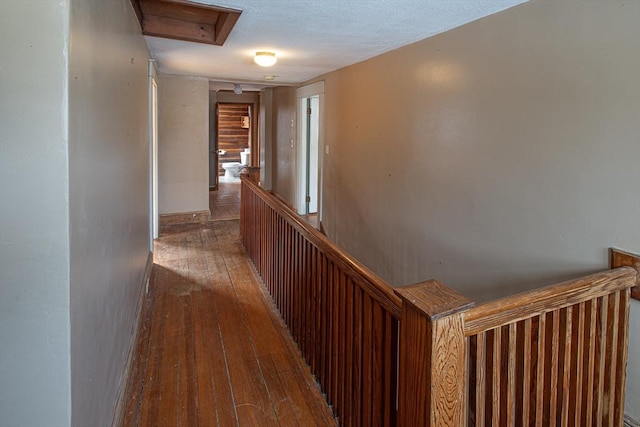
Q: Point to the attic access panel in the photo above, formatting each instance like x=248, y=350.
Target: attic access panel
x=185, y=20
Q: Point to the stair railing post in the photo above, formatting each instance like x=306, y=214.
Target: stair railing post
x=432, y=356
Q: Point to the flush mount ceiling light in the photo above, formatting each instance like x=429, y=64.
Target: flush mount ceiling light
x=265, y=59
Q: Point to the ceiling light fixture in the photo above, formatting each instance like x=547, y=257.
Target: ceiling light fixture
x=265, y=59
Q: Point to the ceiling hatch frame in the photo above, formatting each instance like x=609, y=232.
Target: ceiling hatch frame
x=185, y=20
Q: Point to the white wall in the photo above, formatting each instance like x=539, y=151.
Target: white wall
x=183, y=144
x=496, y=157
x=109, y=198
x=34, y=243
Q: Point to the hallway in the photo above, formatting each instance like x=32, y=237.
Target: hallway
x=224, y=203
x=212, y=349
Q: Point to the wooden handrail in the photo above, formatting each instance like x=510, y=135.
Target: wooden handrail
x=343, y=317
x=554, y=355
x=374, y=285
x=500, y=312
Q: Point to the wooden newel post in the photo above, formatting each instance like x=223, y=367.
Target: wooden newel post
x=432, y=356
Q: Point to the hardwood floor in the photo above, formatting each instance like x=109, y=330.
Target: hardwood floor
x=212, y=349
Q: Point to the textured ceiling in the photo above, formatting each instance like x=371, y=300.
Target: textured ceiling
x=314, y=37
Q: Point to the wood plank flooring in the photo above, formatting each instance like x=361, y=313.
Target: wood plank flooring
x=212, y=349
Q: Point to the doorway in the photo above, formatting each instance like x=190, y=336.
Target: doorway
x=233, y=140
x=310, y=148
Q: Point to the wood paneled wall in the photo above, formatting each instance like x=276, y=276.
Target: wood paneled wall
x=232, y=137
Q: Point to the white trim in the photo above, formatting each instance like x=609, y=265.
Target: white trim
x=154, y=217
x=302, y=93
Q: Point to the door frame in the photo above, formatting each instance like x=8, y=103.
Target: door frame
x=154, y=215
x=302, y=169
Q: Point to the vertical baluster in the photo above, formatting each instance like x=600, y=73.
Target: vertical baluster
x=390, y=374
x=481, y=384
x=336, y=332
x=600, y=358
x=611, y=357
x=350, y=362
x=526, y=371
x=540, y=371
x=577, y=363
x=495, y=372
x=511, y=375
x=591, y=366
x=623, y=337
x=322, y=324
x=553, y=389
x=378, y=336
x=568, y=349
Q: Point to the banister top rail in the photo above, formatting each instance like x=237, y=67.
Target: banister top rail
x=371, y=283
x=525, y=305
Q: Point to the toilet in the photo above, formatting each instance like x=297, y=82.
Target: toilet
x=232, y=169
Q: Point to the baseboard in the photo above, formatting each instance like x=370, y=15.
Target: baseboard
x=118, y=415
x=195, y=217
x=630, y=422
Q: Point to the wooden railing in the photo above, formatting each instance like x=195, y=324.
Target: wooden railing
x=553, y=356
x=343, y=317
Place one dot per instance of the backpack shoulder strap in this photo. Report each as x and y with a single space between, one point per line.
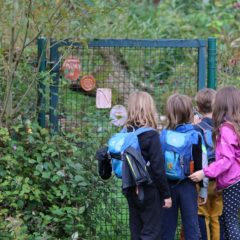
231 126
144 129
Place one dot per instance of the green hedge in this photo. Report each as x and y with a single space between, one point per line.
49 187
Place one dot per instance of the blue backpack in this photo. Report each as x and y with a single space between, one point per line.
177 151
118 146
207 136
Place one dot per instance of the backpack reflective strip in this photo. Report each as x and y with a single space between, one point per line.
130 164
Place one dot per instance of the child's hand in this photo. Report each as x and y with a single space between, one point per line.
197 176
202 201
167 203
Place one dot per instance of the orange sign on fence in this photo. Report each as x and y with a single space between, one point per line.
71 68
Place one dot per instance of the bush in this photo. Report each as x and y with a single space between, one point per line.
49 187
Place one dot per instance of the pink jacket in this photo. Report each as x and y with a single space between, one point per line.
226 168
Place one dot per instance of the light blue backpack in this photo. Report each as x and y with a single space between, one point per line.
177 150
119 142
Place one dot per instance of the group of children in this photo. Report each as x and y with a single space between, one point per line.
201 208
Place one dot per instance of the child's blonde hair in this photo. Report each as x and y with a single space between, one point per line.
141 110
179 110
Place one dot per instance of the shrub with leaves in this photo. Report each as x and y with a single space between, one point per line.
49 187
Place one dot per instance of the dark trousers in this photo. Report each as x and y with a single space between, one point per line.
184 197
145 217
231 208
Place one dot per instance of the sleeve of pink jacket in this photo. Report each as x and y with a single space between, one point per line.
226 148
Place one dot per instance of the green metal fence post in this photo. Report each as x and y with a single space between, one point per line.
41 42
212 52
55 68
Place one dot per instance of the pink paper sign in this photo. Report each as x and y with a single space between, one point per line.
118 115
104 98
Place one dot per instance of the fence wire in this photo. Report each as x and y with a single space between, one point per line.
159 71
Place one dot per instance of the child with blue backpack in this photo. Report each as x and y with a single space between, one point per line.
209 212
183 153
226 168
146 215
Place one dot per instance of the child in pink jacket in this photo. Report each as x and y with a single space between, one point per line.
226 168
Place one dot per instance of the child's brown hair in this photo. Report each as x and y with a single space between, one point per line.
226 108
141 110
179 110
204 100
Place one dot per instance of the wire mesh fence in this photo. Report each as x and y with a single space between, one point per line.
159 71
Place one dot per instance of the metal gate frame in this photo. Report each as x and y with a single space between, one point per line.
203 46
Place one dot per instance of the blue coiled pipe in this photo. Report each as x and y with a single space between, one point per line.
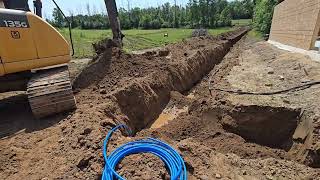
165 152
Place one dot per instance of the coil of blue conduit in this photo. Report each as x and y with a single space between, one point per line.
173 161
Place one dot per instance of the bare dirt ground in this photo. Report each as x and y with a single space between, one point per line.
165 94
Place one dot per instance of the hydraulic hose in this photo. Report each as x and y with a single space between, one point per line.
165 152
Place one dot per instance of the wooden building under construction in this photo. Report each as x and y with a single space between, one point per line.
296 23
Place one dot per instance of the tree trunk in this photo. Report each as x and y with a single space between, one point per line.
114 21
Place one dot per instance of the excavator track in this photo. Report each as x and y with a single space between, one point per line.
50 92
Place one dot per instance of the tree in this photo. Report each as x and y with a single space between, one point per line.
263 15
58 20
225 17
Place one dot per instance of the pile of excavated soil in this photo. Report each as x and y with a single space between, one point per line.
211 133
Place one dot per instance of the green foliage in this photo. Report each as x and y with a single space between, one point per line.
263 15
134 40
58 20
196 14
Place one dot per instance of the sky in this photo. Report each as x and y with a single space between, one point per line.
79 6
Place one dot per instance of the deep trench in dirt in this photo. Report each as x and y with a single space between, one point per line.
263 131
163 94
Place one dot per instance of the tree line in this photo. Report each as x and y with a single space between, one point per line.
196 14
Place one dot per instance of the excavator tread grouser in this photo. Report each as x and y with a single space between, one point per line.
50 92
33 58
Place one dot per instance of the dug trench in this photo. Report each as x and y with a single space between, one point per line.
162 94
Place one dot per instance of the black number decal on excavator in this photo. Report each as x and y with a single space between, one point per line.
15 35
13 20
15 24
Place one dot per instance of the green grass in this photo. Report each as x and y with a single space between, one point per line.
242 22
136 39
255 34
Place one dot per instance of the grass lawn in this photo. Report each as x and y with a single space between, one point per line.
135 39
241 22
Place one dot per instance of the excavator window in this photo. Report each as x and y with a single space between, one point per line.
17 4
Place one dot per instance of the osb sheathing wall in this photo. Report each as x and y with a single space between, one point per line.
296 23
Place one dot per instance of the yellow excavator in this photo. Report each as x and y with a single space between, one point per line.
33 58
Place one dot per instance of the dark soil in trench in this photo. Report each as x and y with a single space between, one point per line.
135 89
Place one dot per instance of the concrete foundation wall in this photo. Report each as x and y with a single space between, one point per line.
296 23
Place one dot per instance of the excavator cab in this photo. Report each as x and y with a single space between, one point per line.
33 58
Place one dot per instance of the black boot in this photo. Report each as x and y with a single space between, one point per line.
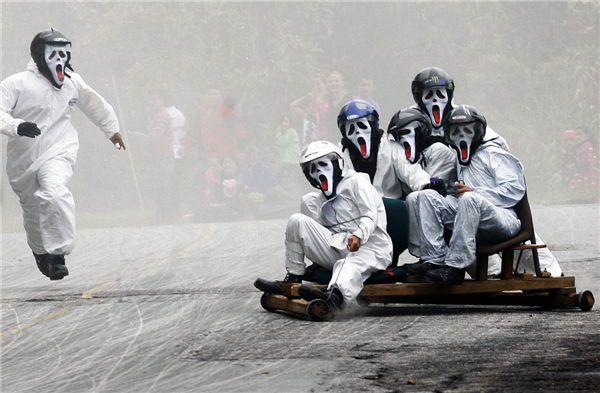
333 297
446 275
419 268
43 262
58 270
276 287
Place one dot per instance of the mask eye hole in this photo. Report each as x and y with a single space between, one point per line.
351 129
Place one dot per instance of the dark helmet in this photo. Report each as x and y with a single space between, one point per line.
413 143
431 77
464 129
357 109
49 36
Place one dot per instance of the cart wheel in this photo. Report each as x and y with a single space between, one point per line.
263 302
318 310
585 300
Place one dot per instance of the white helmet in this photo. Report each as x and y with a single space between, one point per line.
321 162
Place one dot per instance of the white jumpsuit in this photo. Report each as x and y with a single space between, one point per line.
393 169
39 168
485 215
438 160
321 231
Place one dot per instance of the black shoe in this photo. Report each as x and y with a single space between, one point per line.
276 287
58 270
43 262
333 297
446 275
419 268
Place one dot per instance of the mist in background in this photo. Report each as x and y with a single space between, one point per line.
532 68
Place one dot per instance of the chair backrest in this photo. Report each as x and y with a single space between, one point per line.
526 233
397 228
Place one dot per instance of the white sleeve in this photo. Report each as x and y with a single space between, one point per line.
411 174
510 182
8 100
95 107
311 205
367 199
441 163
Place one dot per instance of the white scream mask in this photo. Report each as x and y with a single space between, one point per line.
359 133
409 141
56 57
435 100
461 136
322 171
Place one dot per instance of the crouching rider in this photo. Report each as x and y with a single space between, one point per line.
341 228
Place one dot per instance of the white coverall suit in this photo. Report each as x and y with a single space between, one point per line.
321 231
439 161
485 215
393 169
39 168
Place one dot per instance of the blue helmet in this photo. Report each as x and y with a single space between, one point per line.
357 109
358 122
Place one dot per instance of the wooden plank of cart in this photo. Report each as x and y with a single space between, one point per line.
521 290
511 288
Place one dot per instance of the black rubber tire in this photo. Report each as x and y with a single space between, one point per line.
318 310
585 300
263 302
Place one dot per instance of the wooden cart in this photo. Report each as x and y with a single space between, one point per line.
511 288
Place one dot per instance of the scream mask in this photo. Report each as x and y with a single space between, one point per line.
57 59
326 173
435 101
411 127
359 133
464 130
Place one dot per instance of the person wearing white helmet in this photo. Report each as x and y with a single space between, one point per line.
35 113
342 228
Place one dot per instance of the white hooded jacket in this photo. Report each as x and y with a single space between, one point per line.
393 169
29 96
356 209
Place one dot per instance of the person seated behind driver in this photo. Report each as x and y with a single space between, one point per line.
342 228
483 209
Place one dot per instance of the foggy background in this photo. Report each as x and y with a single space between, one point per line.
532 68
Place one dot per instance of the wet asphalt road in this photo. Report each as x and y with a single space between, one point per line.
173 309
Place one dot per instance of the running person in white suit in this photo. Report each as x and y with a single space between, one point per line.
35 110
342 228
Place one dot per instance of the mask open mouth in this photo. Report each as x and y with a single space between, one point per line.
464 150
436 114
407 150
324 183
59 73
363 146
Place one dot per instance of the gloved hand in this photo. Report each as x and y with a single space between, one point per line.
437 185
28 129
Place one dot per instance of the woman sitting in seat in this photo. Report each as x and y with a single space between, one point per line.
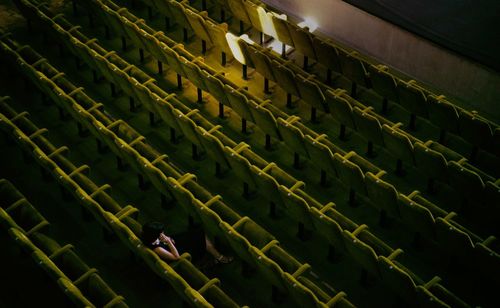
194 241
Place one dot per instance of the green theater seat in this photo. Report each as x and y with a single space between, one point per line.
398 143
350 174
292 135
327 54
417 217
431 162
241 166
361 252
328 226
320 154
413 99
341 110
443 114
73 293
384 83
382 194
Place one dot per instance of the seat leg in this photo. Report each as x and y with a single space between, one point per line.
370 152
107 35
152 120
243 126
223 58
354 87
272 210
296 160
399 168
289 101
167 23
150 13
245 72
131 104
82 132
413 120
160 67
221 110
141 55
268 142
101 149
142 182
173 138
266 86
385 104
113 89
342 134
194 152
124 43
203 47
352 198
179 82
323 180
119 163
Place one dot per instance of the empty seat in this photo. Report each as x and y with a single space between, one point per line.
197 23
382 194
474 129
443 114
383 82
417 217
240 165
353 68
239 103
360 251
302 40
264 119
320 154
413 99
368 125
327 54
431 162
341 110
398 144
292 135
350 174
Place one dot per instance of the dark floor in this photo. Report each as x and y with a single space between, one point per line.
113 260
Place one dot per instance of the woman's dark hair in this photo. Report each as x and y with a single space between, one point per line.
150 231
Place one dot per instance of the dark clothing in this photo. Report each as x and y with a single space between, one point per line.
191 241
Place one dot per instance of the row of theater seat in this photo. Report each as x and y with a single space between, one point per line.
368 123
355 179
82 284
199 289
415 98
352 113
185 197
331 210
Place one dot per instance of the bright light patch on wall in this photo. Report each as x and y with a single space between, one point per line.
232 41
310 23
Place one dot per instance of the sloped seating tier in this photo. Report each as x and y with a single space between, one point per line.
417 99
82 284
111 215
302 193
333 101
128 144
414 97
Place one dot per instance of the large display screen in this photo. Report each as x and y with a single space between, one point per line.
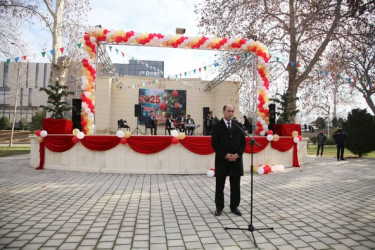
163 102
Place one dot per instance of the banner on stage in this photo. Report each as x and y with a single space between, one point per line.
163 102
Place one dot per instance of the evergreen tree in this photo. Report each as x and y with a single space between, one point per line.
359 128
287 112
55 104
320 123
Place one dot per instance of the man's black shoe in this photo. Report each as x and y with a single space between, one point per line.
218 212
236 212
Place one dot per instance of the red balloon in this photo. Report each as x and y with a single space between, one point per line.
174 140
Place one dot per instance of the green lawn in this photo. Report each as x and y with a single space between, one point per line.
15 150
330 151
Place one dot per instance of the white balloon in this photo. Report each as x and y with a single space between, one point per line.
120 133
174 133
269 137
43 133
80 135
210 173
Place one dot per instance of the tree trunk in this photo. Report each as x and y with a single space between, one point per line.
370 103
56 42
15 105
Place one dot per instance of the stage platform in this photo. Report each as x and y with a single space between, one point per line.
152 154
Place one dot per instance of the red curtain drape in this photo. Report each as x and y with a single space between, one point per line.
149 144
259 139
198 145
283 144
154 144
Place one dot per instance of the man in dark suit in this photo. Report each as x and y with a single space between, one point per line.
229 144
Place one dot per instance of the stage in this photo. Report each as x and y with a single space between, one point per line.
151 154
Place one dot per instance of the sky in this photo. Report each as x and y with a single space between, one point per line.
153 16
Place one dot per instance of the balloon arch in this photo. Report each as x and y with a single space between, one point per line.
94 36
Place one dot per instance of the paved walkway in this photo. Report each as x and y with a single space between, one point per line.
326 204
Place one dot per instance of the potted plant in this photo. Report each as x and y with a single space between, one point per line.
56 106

::::::

**Work to complete**
Your answer must be the exact lines of the records from the first one through the line containing "Q: Point to the flush", with no pictures in it.

**The completed task**
Q: Point to the attic access panel in the photo above, formatting each instance like x=248, y=350.
Target: attic access panel
x=185, y=20
Q: Point to the stair railing post in the photo above, formatting each instance like x=306, y=214.
Target: stair railing post
x=432, y=356
Q: Point to the flush mount ceiling light in the photo above, formatting each instance like x=429, y=64.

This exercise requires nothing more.